SHORT PROBLEM: Rewrite the stretch from the start of the records through the line containing "[300,74,327,93]", replacing "occurrence" with "instance" and changing nothing else.

MATERIAL FOR THE TASK:
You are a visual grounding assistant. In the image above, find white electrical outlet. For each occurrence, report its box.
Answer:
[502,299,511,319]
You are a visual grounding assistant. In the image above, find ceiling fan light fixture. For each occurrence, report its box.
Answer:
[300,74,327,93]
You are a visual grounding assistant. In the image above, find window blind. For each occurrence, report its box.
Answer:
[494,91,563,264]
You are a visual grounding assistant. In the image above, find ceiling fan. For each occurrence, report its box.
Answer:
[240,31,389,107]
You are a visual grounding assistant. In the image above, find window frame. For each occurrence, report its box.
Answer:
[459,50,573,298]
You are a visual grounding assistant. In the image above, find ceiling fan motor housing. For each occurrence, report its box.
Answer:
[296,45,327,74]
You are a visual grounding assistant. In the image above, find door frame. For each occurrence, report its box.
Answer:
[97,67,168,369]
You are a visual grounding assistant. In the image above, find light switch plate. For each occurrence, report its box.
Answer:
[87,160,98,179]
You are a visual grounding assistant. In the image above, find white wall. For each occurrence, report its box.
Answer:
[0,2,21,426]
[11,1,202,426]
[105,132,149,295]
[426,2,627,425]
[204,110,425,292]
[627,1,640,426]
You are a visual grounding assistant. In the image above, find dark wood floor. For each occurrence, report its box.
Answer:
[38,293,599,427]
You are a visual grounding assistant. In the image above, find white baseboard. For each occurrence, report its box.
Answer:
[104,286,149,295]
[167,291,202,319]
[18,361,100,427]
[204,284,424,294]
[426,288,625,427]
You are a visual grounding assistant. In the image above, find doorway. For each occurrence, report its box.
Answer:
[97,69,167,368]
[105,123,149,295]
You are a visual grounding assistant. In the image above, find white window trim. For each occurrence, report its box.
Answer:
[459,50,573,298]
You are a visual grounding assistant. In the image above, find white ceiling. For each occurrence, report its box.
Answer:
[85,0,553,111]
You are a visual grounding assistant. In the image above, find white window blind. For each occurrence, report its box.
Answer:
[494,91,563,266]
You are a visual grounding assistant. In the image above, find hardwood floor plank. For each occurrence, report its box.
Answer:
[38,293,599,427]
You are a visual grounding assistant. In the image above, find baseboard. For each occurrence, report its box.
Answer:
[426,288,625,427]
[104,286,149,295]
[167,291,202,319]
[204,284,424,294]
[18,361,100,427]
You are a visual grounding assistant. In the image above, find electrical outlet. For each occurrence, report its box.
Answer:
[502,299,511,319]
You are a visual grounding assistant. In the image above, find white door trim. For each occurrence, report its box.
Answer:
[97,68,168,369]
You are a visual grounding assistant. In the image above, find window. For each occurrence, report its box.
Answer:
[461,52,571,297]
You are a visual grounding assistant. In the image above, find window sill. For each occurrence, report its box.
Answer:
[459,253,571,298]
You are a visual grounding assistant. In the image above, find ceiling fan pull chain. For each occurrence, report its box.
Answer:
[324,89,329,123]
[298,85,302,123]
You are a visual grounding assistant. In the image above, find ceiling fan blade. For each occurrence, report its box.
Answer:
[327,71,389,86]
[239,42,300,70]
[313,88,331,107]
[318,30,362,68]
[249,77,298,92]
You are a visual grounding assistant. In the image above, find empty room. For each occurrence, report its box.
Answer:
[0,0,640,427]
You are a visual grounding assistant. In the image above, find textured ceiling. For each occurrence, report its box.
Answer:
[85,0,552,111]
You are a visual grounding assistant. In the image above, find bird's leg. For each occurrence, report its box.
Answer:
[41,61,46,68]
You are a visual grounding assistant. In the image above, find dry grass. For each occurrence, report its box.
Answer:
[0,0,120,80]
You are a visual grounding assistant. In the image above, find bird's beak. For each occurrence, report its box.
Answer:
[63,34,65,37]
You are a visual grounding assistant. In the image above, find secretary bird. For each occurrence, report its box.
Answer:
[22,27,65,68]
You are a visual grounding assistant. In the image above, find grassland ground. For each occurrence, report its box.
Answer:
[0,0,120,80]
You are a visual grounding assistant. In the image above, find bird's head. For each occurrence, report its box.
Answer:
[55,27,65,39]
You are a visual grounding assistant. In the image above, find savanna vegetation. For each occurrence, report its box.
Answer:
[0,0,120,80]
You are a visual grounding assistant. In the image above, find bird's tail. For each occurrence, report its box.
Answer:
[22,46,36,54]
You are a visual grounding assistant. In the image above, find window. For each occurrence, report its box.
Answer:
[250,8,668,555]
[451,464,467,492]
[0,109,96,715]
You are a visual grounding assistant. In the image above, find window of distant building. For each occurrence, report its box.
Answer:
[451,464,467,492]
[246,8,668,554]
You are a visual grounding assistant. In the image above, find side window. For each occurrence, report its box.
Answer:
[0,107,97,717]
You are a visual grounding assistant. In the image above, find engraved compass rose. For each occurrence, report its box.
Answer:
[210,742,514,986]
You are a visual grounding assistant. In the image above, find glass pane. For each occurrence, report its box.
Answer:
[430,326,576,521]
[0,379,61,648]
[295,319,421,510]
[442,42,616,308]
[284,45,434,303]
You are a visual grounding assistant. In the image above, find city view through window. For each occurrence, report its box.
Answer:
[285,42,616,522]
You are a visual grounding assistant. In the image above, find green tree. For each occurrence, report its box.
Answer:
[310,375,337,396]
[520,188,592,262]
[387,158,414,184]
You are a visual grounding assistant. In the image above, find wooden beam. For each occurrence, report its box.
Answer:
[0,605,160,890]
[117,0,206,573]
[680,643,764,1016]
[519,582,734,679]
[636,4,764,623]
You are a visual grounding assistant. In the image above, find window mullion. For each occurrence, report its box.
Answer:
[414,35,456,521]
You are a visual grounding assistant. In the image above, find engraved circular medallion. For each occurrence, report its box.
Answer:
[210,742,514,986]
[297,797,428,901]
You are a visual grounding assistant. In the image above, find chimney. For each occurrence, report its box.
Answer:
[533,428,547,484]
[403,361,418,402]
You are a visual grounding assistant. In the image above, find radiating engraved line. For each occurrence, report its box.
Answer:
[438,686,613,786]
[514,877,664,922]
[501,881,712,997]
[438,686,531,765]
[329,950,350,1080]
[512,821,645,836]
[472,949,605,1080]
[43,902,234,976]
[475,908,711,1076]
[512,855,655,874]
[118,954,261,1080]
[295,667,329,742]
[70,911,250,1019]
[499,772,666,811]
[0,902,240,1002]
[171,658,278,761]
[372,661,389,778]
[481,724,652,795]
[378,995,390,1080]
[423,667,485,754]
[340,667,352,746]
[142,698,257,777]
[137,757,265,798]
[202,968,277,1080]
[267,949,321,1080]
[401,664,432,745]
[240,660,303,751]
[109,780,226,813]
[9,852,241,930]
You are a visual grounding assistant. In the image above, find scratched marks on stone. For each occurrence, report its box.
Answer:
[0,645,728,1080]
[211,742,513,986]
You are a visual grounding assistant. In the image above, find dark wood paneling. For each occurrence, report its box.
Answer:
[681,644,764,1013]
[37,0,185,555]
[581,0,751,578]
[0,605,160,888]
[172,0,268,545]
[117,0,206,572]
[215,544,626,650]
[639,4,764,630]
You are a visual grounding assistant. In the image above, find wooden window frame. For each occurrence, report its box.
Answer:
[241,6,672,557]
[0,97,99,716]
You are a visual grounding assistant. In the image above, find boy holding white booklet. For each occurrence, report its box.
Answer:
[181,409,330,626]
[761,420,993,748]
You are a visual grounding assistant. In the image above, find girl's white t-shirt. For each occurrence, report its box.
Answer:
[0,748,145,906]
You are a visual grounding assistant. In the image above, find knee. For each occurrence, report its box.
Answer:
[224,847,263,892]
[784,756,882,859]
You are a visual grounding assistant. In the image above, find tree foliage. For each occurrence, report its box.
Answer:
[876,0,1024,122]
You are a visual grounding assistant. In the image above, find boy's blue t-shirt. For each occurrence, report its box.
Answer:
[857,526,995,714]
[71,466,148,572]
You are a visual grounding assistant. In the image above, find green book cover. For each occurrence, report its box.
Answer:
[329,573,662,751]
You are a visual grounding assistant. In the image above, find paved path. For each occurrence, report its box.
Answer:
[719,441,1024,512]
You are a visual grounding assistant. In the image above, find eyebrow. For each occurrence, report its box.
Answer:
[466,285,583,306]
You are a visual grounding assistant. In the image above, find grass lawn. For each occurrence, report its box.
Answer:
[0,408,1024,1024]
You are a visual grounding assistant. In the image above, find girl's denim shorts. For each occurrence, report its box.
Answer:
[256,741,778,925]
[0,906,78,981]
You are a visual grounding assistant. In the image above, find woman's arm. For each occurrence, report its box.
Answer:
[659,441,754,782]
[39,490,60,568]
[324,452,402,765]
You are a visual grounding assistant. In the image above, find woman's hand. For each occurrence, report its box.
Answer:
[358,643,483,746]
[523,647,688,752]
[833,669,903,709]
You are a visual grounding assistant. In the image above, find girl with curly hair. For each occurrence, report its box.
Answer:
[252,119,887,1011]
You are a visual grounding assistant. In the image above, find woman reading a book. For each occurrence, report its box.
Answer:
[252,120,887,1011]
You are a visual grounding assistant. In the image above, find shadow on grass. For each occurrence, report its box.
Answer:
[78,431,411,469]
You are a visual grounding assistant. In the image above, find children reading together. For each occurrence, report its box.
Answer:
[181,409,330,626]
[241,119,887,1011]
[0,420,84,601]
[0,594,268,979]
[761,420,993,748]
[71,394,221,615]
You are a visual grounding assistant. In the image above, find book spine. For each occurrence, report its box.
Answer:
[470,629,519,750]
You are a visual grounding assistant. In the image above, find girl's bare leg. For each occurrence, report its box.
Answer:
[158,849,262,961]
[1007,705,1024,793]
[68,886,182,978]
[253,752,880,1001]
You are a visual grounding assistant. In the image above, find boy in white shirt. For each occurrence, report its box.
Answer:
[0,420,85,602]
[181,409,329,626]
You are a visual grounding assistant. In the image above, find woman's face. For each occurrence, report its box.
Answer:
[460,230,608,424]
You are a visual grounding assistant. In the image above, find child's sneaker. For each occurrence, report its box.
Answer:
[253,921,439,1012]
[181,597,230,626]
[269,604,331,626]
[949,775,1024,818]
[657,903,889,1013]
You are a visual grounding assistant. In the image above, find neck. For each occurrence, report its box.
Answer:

OUTPUT FOR THIS TASK:
You are a visual grounding assistant. In the image above, find white electrical outlet. For each instance, report its box.
Answer:
[502,299,511,319]
You are a visual grounding assistant. In the image above, find ceiling fan light fixture. For each instance, report its box.
Answer:
[300,74,327,93]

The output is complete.